**Extrait du texte:**
---------------

Dans la voluptueuse filmographie des frères Coen, The Big Lebowski se place tout de suite après l’énorme Fargo, cela démontrant pour moi que la fin des années 90 fût la période la plus glorieuse pour les frangins cinéastes et scénaristes. Oui, les tribulations du fumeux Duc, ou Dude, incarné par le formidable Jeff Bridges constituent un monument de cinéma, le film étant facilement classifié comme culte, un objet de divertissement, une comédie qui aura surpassé son concept pour prendre des allures de trip éphémère et inoubliable. Oui, les frères Coen se sont souvent approchés de la comédie au travers leur humour noir distinguable de toutes les autres, leurs amours pour la parole, les mimiques et le cocasse. Ici, nul place aux doutes, c’est d’un monument fantasmer et assumé par deux génies dont il s’agit.

---------------

**Objectif:**
Résumez en deux phrases l'extrait consacré à The Big Lebowski. Appuyez-vous uniquement sur l'extrait.

**Matériel extrait:**
---------------

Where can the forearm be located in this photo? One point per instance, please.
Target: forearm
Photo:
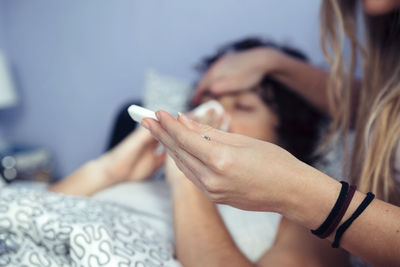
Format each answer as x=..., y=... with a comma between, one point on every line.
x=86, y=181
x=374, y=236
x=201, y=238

---------------

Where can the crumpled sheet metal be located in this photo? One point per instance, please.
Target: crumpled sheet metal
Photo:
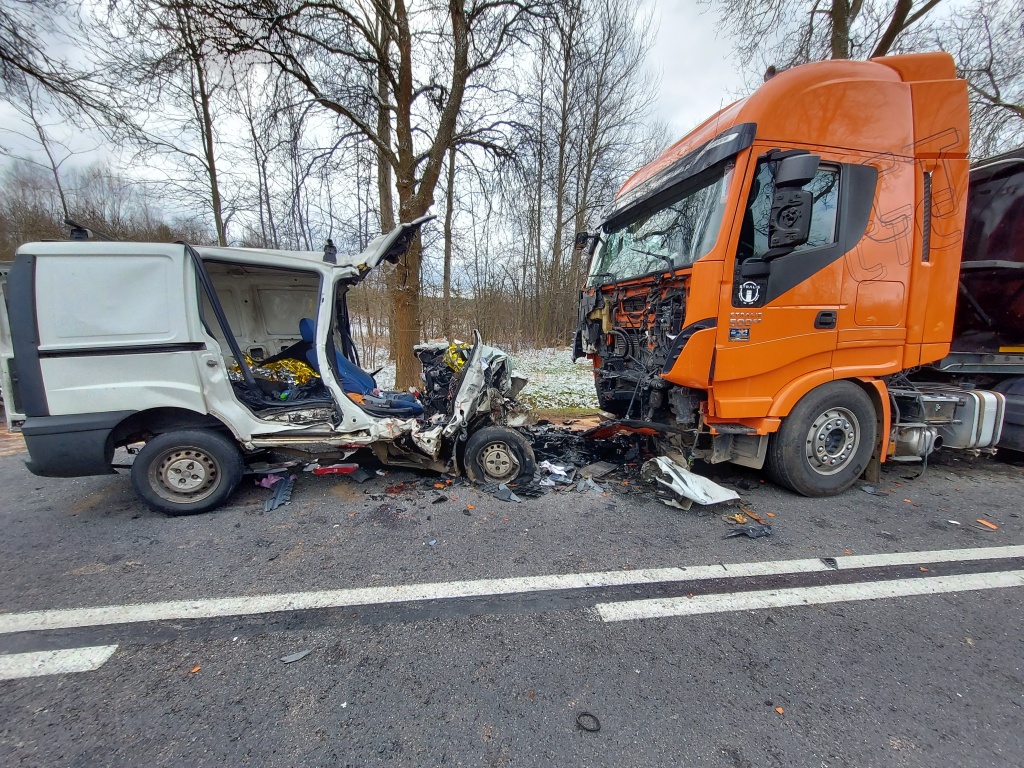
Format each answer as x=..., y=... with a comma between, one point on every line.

---------------

**Réponse complète:**
L'extrait situe The Big Lebowski juste après Fargo dans la filmographie des frères Coen, à la fin des années 90, période présentée comme la plus glorieuse des deux cinéastes, et le qualifie de monument de cinéma culte porté par Jeff Bridges dans le rôle du Dude. Il rappelle que les Coen ont souvent abordé la comédie par un humour noir singulier et leur goût pour la parole, les mimiques et le cocasse, et voit dans ce film l'œuvre assumée de deux génies.